Variety: Ruiru11, Sl28, K7
Process: Fully washed
Altitude: 1580 masl
Cup Profile: Blackberries, blackcurrant, sweet and juicy. 
Cupping Score: 84.75
Description: In this cup you can experience a classic profile that make Kenyan coffees so distinctive and recognizable. Good for filtered methods, it will give you a really fruity and juicy cup framed by a vibrant acidity.


About our producers


Eaagads Estate is a coffee farm owned by Eaagads Company Limited (a company that is listed in the Nairobi stock Exchange). The farm is situated in  Kiambu County’s Thika Division – an area that gave birth to the earliest coffee farms in the country.

Established by Catholic Missionaries the Estate was held by colonial settlers well into the 20th century. Even though the company was recently founded (in the 1940s), it underwent major organisational changes only a few  years after. In the 1950s, it was split into three separate farms, all bordered by the Chanya river to their north, with different titles being commuted to different shareholders. Due to this, today the coffee plantations on the Estate is split into two parts, as the middle farm was converted out of coffee. This is the reason why, even after the reunification, the farm will present an “upper” part (Karomono) and a “lower” (Dichanu) separated by a non-coffee land (Karangayita) lies between them.

Today a 61.7% share in the farm is owned by Kofinaf – one of the largest coffee growers in the country who also have managed the farm for many years. The link between the two companies is strong and extends even to staffing. Simon Oug’ayo has managed the farm for the past 8 years and has worked for Kofinaf for 28!

Eaagads is committed to improve workers conditions and it always make sure that all collective bargaining agreements are respected. They provide housing for all of their 47 permanent employees. They understand their other social economic responsibilities and this is the reason why they are focused not only on pay a cheque but to create benefits for workers and neighbouring communities.

GIVEN INFORMATION:
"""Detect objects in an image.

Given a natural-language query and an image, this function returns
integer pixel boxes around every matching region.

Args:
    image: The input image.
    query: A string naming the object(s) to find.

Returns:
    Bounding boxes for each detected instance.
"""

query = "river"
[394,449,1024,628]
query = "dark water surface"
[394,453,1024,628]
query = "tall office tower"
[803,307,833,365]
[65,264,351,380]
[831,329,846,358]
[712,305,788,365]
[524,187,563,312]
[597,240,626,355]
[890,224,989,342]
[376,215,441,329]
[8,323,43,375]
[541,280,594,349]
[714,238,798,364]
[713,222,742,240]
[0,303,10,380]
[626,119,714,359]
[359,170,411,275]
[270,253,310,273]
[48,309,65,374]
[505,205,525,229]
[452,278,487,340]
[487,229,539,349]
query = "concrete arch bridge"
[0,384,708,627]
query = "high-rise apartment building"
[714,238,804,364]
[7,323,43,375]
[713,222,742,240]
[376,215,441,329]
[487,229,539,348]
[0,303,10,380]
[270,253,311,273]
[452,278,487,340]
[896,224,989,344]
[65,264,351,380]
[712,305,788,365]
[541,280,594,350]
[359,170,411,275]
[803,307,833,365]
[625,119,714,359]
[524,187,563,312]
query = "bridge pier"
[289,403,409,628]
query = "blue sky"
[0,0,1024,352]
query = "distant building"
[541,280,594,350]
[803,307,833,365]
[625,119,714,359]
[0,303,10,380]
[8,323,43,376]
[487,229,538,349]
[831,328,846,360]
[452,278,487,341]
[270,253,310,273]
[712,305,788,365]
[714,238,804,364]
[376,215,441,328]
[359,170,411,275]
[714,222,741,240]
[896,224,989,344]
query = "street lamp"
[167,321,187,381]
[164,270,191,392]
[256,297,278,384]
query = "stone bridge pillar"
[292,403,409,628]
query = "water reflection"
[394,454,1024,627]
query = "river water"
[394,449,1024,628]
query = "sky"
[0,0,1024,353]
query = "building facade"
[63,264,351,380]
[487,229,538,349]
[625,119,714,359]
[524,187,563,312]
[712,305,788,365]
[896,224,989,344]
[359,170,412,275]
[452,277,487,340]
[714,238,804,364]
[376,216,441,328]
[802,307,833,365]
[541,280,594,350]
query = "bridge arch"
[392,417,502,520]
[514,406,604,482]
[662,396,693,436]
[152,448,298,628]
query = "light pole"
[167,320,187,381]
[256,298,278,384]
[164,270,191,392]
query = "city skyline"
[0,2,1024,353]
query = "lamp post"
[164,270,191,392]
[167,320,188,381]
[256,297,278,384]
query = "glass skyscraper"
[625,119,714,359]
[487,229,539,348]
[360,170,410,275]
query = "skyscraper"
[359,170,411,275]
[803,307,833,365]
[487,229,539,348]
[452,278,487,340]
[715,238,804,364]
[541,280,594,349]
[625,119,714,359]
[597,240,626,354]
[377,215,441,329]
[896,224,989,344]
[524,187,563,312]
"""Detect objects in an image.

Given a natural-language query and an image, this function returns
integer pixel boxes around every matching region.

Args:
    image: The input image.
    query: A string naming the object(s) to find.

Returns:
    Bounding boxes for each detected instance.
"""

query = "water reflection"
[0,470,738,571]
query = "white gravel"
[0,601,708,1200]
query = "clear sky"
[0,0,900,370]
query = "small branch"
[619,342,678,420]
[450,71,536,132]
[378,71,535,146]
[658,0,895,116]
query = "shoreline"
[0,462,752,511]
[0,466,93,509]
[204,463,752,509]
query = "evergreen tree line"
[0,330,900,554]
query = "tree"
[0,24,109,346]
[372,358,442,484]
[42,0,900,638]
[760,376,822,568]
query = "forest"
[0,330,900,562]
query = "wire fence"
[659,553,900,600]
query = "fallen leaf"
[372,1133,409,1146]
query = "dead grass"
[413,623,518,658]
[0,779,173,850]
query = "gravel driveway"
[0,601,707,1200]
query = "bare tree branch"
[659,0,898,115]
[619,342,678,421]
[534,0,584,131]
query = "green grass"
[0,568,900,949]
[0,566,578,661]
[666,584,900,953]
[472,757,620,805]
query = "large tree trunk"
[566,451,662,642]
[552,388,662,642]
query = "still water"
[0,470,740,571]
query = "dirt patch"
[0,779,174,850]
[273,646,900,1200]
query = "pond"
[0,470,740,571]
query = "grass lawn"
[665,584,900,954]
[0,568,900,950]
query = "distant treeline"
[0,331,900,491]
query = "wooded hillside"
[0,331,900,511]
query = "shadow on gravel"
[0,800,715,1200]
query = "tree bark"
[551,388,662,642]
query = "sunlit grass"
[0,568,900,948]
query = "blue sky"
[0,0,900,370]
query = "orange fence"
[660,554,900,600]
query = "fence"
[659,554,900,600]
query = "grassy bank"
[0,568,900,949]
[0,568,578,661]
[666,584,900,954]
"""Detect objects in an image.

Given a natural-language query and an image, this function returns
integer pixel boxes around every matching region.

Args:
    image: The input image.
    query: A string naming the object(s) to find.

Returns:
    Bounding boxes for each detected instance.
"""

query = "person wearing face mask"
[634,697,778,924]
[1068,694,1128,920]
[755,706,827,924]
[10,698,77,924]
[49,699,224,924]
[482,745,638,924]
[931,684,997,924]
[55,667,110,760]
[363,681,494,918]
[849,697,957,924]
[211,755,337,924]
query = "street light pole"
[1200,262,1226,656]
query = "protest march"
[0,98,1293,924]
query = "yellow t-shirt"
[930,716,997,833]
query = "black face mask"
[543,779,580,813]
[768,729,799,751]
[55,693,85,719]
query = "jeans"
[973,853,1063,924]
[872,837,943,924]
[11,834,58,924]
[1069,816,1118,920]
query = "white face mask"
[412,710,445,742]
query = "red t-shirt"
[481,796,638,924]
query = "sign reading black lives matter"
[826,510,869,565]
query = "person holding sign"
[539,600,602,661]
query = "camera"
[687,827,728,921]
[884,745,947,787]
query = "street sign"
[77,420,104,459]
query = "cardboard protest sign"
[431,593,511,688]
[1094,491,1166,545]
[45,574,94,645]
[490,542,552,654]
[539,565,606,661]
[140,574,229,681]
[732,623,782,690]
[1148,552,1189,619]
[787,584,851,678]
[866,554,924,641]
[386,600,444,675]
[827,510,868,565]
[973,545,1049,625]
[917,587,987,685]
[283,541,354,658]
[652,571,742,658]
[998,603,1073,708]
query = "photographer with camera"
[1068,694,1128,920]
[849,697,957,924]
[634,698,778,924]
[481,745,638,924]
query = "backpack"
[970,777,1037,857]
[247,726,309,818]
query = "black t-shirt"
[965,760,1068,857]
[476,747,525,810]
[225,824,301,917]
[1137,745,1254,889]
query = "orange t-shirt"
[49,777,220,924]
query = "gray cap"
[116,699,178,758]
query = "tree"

EXERCISE REQUIREMENTS:
Pick up the Eaagads Estate coffee text after its final sentence and keep writing. You won't need the records for this.

REPLY TO THE EXERCISE:
Needless to say, all agricultural activities executed on the farms – from pruning to fertilisation – are committed with an impressive stringency and attention to detail. As they are a larger farm, their change of cycle method works on the rotation of two stumps rather than three, but otherwise, Coffee Research Institute best practices are used throughout. The same goes for processing.

During the harvest, a great deal of effort goes into ensuring that quality is maintained. The farm hires between 400 and 600 people at the peak of the harvest, all of whom are well–trained in quality harvesting methods. Only the ripest cherries are picked at each pass. These are delivered on the same day to the ‘factory’ (as Kenyan washing stations/wet mills are called), sorted to remove any damaged or underripe cherries, and pulped. The pulped coffee is then fermented for around 12 hours before being fully washed to remove all the remaining mucilage.

After coffee is washed it is left to rest under circulating, clean water in the factory’s soaking tanks for around 24 hours. Once soaked and clean, the parchment is first delivered to pre-drying tables (with slightly larger screen holes) for around two hours. Here it will be sorted, again, as it loses excess surface moisture, before it is delivered to the main drying beds.

Usually drying times are around 10 to 12 days until the coffee reaches the optimal humidity of 10 to 11%. Coffee is turned and sorted every two hours or so and is covered during the hottest part of the day to prevent splitting and to promote even drying.